▸ Work to complete
[a] In the plasterboard text, which orientation is advised for putting up staggered boards?
[b] Carry on the text about staggering plasterboard from its last sentence.

▸ Text shown
╔══

Putting up plasterboard is an important process, especially when it comes to building a home, but not a particularly difficult one. One important thing to think about when completing this project is if you should stagger your plasterboard.
Plasterboard should be staggered, however, it is not a requirement. It is a good idea to consider, as staggering your boards will make the joints of the wall not as visible overall. If you do stagger your plasterboard, it is advised that you put them up horizontally, and not vertically.
Putting up plasterboard is meant to be done once a stud wall (which is basically the skeleton of a wall) is finished. But there is something to take into consideration before you go about putting up your plasterboard. These include what it means to stagger plasterboard, why it should be staggered, and tips for installing it.
What Does It Mean To Stagger Plasterboard?
Before you can even consider deciding to stagger plasterboard, first you have to know what it is exactly.
To stagger plasterboard means that you are installing the drywall or plasterboard panels so that the butt joints are not aligned between rows that are adjacent to each other. We’ll get to know what butt joints are in a little bit.
You’ve probably seen things staggered before, like wood-paneled floors for instance. Staggering plasterboard is just like that but on a bigger scale. And just like the name of it sounds, it’s basically putting them in a sort of zigzag pattern so the seams aren’t in a straight line.
Joints are a big part of installing paneled plasterboards. What they are is where the pieces of two plasterboards meet, like the seams of the wall. These joints are also the weakest part of the wall or ceiling where they are being placed. There are mainly two different types of plasterboard joints.
Butt Joints: These are the shorter ends of plasterboards. They are where two non-tapered edges of plasterboard meet, which means that both boards have the same thickness. These types of joints are more difficult to hide in part because any tape you put on it after installing it will appear above the flat surface of the plasterboard. Butt joints always produce some sort of ridge.

╚══

▸ Source data
╔══

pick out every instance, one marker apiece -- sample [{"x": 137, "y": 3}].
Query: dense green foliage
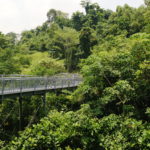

╚══

▸ Results by task
[a] Horizontally, not vertically.

[b]
They are also one of the weakest areas when it comes to installing plasterboard, and it’s a possibility that they can cause cracks. You can avoid noticeable butt joints by choosing to use longer sheets of plasterboard for your walls and ceilings, although you might still have a few that show up. According to one website, The Spruce, “With careful application of compound and sanding, butt joints can be made to disappear.” Source
Tapered Joints: On the other hand, there are tapered joints, which are the longer ends of the plasterboard. They are the edges of two pieces of plasterboard with tapered ends. Just like their name, the ends of these sides slope downward just a bit.
This is the easier joint to take care of because the little valley created by the slopes can be filled with some sort of joint compound (otherwise known as drywall mud) and topped with drywall tape to create a smooth and seamless surface.
To finish up covering joints, tape it with drywall tape. There are two types: paper and mesh. If it’s paper tape, put a very thin coat of drywall mud over it and let it dry overnight. Mesh tape goes on much easier than paper tape, so if you use that instead there are no extra steps needed for it to be secure.
One of the key ways to try and hide evidence of joints is to recoat them and remove or replace the drywall tape if it is needed (for instance, if the tape has ripped or bubbled up).
Two other types of joints worth noting are internal corner and external corner joints.
Internal Corner Joints: These appear in places like the space or corner between the wall and the ceiling. Paper tape is the preferred one used for these corners as it is easier to crease in the corners.
External Corner Joints: These are basically what they sound like, corners that stick out (for instance, like from a protruding wall). They are taken care of differently than the other types of joints because instead of using tape they are typically covered with corner beading and secured with screws. It can be difficult to blend the beading with the plasterboard since it’s not as thin as drywall tape. Source
Why You Should Stagger Plasterboard
One of the main reasons you should stagger plasterboard, or at least consider staggering it, is because you don’t want your seams to line up too much. By staggering your boards wherever possible, your seams don’t end up on the same stud. This will reduce the risk of cracks developing after you’ve applied your skim plaster finish.
Staggering plasterboard will also help to improve your wall’s strength. If the joints ever do split, staggering the wall eliminates it from spreading too far and stops it from destroying the entire wall.
The fewer seams in your wall the better, and staggering help to eliminate unnecessary ones.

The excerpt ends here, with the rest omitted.